- [Instructions for the task]: Skip every image and restate the data word for word.

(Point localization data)

○ ○ ○

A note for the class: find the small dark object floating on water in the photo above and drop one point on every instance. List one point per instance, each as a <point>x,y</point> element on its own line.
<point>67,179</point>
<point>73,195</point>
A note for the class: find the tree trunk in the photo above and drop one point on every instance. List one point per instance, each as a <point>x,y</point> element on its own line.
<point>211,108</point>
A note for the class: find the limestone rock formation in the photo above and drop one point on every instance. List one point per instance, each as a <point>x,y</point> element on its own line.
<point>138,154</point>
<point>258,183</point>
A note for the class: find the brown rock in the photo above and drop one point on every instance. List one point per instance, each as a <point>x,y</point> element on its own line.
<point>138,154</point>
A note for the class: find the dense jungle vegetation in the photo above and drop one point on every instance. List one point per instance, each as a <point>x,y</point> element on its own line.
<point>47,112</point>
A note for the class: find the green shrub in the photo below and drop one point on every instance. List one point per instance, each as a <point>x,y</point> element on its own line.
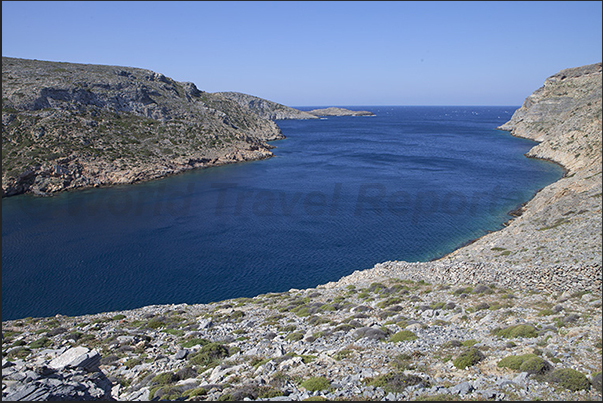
<point>209,354</point>
<point>469,343</point>
<point>195,392</point>
<point>164,378</point>
<point>570,379</point>
<point>523,330</point>
<point>132,362</point>
<point>514,362</point>
<point>155,324</point>
<point>195,342</point>
<point>295,336</point>
<point>595,380</point>
<point>403,335</point>
<point>546,312</point>
<point>468,358</point>
<point>267,392</point>
<point>43,342</point>
<point>340,355</point>
<point>535,365</point>
<point>396,382</point>
<point>316,383</point>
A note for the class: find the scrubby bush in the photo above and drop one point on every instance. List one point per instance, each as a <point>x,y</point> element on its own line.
<point>295,336</point>
<point>42,342</point>
<point>595,380</point>
<point>522,330</point>
<point>468,358</point>
<point>535,365</point>
<point>195,392</point>
<point>514,361</point>
<point>403,335</point>
<point>316,383</point>
<point>371,333</point>
<point>209,353</point>
<point>569,378</point>
<point>164,378</point>
<point>396,382</point>
<point>195,342</point>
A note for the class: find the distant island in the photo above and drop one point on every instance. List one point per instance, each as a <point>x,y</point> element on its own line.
<point>339,112</point>
<point>68,126</point>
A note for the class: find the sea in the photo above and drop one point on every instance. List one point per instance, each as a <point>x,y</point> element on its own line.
<point>341,194</point>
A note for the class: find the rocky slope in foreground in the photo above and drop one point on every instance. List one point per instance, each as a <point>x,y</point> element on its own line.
<point>67,125</point>
<point>490,322</point>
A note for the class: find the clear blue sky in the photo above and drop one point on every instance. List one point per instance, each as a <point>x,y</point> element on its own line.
<point>322,53</point>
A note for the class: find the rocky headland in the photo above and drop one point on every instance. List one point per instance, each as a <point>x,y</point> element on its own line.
<point>332,111</point>
<point>516,315</point>
<point>264,108</point>
<point>67,126</point>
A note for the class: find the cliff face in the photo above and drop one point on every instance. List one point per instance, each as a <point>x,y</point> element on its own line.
<point>264,108</point>
<point>564,115</point>
<point>562,223</point>
<point>68,125</point>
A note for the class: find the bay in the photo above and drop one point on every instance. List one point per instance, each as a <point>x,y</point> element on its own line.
<point>341,194</point>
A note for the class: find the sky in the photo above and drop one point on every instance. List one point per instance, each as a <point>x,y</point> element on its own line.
<point>322,53</point>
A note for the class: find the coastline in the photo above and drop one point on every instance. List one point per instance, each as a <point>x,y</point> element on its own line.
<point>440,330</point>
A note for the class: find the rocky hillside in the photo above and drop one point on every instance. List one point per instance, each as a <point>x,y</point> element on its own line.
<point>67,125</point>
<point>514,316</point>
<point>264,108</point>
<point>561,225</point>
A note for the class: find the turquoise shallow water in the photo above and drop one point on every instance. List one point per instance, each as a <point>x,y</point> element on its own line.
<point>341,194</point>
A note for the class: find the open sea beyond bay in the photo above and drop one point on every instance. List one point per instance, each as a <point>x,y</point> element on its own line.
<point>341,194</point>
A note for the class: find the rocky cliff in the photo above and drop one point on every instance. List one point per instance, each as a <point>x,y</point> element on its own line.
<point>264,108</point>
<point>67,125</point>
<point>562,223</point>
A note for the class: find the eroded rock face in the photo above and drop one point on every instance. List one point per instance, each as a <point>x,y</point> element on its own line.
<point>264,108</point>
<point>562,223</point>
<point>69,125</point>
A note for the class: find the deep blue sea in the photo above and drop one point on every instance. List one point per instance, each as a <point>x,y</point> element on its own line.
<point>341,194</point>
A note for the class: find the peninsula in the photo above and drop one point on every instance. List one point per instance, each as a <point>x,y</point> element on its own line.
<point>67,126</point>
<point>339,112</point>
<point>516,315</point>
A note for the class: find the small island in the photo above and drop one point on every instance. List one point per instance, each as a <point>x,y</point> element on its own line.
<point>339,112</point>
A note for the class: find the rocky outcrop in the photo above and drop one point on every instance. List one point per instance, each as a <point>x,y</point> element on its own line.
<point>339,112</point>
<point>562,223</point>
<point>67,126</point>
<point>381,338</point>
<point>264,108</point>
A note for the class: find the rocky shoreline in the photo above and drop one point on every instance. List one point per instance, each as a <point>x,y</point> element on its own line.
<point>515,315</point>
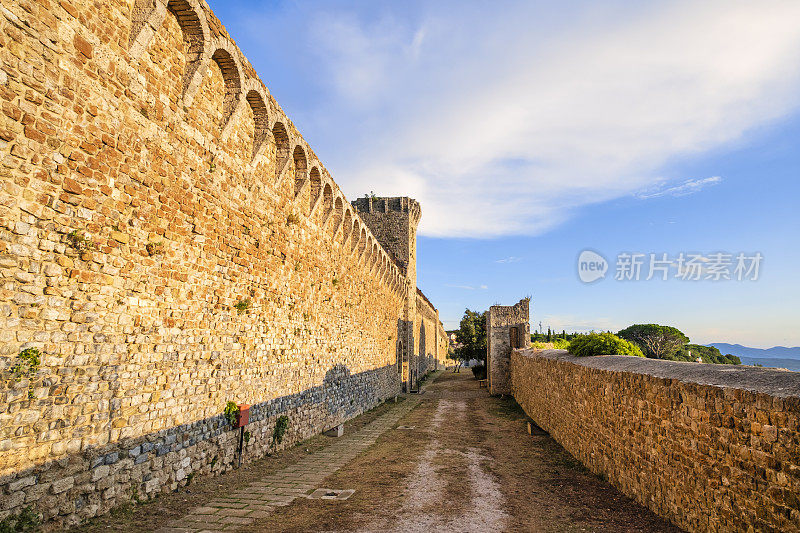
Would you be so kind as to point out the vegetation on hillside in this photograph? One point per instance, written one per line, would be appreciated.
(602, 344)
(656, 341)
(471, 335)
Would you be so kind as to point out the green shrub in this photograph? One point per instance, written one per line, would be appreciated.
(560, 344)
(602, 344)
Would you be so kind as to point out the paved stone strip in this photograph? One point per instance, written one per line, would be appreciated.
(231, 511)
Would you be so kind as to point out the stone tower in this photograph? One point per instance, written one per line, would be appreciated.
(394, 223)
(507, 328)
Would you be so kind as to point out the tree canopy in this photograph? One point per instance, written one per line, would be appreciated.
(656, 341)
(472, 336)
(602, 344)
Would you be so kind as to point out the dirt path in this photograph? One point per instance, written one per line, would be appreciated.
(451, 459)
(464, 462)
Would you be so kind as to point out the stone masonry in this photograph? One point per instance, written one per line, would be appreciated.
(709, 447)
(507, 328)
(170, 242)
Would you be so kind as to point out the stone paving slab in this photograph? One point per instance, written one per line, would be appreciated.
(228, 512)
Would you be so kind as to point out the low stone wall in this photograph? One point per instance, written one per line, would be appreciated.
(83, 485)
(709, 447)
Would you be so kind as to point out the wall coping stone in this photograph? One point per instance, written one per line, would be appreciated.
(772, 381)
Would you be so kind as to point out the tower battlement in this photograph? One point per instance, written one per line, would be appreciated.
(394, 222)
(398, 204)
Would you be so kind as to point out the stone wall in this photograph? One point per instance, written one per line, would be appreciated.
(432, 339)
(709, 447)
(169, 242)
(505, 325)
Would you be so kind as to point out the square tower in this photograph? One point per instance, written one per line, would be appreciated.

○ ○ ○

- [Written answer]:
A note for the class: find the small dark object floating on water in the photo above and drop one point on every instance. List one point per instance, each as a <point>x,y</point> element on its own line.
<point>67,179</point>
<point>73,195</point>
A note for the class: find the tree trunk in the photo above and drop one point on every instance. List one point per instance, each as a <point>x,y</point> element on its own line.
<point>211,108</point>
A note for the class: find the limestone rock formation in the photo above and drop one point on every instance. List one point per instance, each as a <point>x,y</point> element on its own line.
<point>138,154</point>
<point>258,183</point>
A note for the class: find the brown rock in the photo above and drop one point on every instance. List one point per instance, each as a <point>x,y</point> element on its own line.
<point>138,154</point>
A note for the class: find the dense jungle vegetation in the photo above and drop one point on every instance. List one point per instance, each as a <point>x,y</point> element on its own line.
<point>47,112</point>
A note for the class: find the green shrub in the photo below and drop one point on every instance. List one point per instance, each as a <point>x,y</point> element on its own line.
<point>209,354</point>
<point>469,343</point>
<point>195,392</point>
<point>164,378</point>
<point>570,379</point>
<point>523,330</point>
<point>132,362</point>
<point>514,362</point>
<point>155,324</point>
<point>195,342</point>
<point>295,336</point>
<point>595,380</point>
<point>403,335</point>
<point>546,312</point>
<point>468,358</point>
<point>267,392</point>
<point>43,342</point>
<point>340,355</point>
<point>535,365</point>
<point>396,382</point>
<point>316,383</point>
A note for the class: find the scrubby bush in the photo above and drop one point on every instance. List one point per instance, each as a <point>x,y</point> element on its own line.
<point>295,336</point>
<point>42,342</point>
<point>595,380</point>
<point>522,330</point>
<point>468,358</point>
<point>535,365</point>
<point>195,392</point>
<point>514,361</point>
<point>403,335</point>
<point>316,383</point>
<point>371,333</point>
<point>209,353</point>
<point>569,378</point>
<point>164,378</point>
<point>396,382</point>
<point>195,342</point>
A note for the class: find the distant island in the photo above and drop one point on every instance. List one point per instance, each as a <point>x,y</point> element on its own line.
<point>339,112</point>
<point>68,126</point>
A note for the class: find the sea in the photo above and drop one point on every instance. List one point per instance, each as a <point>x,y</point> element on its own line.
<point>341,194</point>
A note for the class: find the rocky slope in foreground in the photo above and drop one point on every instance. List one point per instance, each as a <point>x,y</point> element on its own line.
<point>67,125</point>
<point>490,322</point>
A note for the class: find the clear blue sky in the photo above and drop one point on every instance. List one point per instance, each as a <point>x,y</point> element on its own line.
<point>322,53</point>
A note for the class: find the rocky headland in the photo above and drop one point on every instance. List one point per instance, each as a <point>x,y</point> element on its own line.
<point>332,111</point>
<point>516,315</point>
<point>264,108</point>
<point>67,126</point>
A note for the class: find the cliff face in the photo above and drop one point on every instance. List one point per instance, each as a <point>x,y</point> element on its own line.
<point>264,108</point>
<point>564,115</point>
<point>562,223</point>
<point>68,125</point>
A note for the class: find the bay in the photo above and drop one point on every instance. List one point per instance, each as a <point>x,y</point> element on its own line.
<point>341,194</point>
A note for the class: find the sky in the photo above and drop one point on every instance. List one point per instance, each as a <point>x,y</point> element on its own line.
<point>322,53</point>
A note for the class: find the coastline in the photo above and drop one point on every instance. List one point per instance, each as a <point>x,y</point> element on its own line.
<point>440,330</point>
A note for the class: find the rocky hillside in the photo above and drop one point on every instance. List one point per instance, each as a <point>x,y</point> element on its own line.
<point>67,125</point>
<point>514,316</point>
<point>264,108</point>
<point>561,225</point>
A note for the class: find the turquoise shallow water in the photo above and drop one point on every instance. List one point per instance, each as a <point>x,y</point> element on its own line.
<point>341,194</point>
A note for the class: find the open sea beyond bay in the photo above and drop one point on every instance. List one point per instance, each as a <point>x,y</point> element on its own line.
<point>341,194</point>
A note for the class: find the rocky cliff in the photo above and drop one point on every instance. List one point per instance, each as a <point>x,y</point> element on its own line.
<point>264,108</point>
<point>67,125</point>
<point>562,223</point>
A note for the class: find the eroded rock face in the photo above and drop one point on every instance. List one point per instance, each as a <point>x,y</point> element on its own line.
<point>264,108</point>
<point>562,223</point>
<point>69,125</point>
A note for the class: find the deep blue sea in the photo above and drop one point on every instance. List one point per instance, each as a <point>x,y</point> element on its own line.
<point>341,194</point>
A note for the class: find the peninsula in the photo above and drop one point on every instance. List one point per instance, each as a <point>x,y</point> element on its own line.
<point>67,126</point>
<point>339,112</point>
<point>516,315</point>
A note for the class: find the small island in the photo above and drop one point on every instance. List one point per instance, each as a <point>x,y</point> element on its own line.
<point>339,112</point>
A note for the class: find the rocky outcrop in the photo above and drop one point on every instance. List one point per instance, each as a <point>x,y</point> element on its own line.
<point>339,112</point>
<point>562,223</point>
<point>67,126</point>
<point>381,338</point>
<point>264,108</point>
A note for the class: find the rocky shoreline in the photo above and drop one point on every instance. List one point per instance, each as a <point>x,y</point> element on its own line.
<point>515,315</point>
Would you be so kind as to point out the vegetation on hillside in this photograph? One point per instance, written one per line, would be appreciated.
(602, 344)
(656, 341)
(471, 335)
Would you be so kind as to point out the green shrub in this photograph? One point per instance, written one per line, would be appreciated.
(560, 344)
(602, 344)
Would you be so kind as to point out the paved stone strip in this photograph? One point per instance, written one per line, would be appreciated.
(231, 511)
Would you be so kind as to point out the stone tower in this photograph? One point per instance, written one per line, would be appreciated.
(394, 223)
(507, 328)
Would you be so kind as to point out the tree canopy in this photograph? One point per instance, written one per line, would be appreciated.
(656, 341)
(472, 336)
(602, 344)
Would you be so kind as to point out the dirt path in this photograph? One point per instance, written one per line, would be appreciated.
(451, 459)
(464, 462)
Would you be so kind as to point out the stone masonry in this photograph? One point per instance, written one per line, would be appreciated.
(709, 447)
(507, 328)
(170, 242)
Would you be so kind as to point out the stone paving slab in this photograph? One point per instance, written one per line, would be appreciated.
(228, 512)
Would you be so kind as to point out the low stone wall in this photograph? One point per instance, written one per line, would be appreciated.
(83, 485)
(709, 447)
Would you be so kind as to point out the wall coping stone in this photograph? One point per instance, written one per line, would be appreciated.
(772, 381)
Would you be so kind as to point out the tower battlement in this photograph? One point per instance, written one per line, would be appreciated.
(394, 222)
(398, 204)
Would you be so kind as to point out the stone wall in this photograph? One point per instance, written one per line, would be appreciated.
(432, 339)
(709, 447)
(169, 242)
(505, 325)
Would you be so kind as to point out the square tower in this photograph? One point per instance, written one per line, would be appreciated.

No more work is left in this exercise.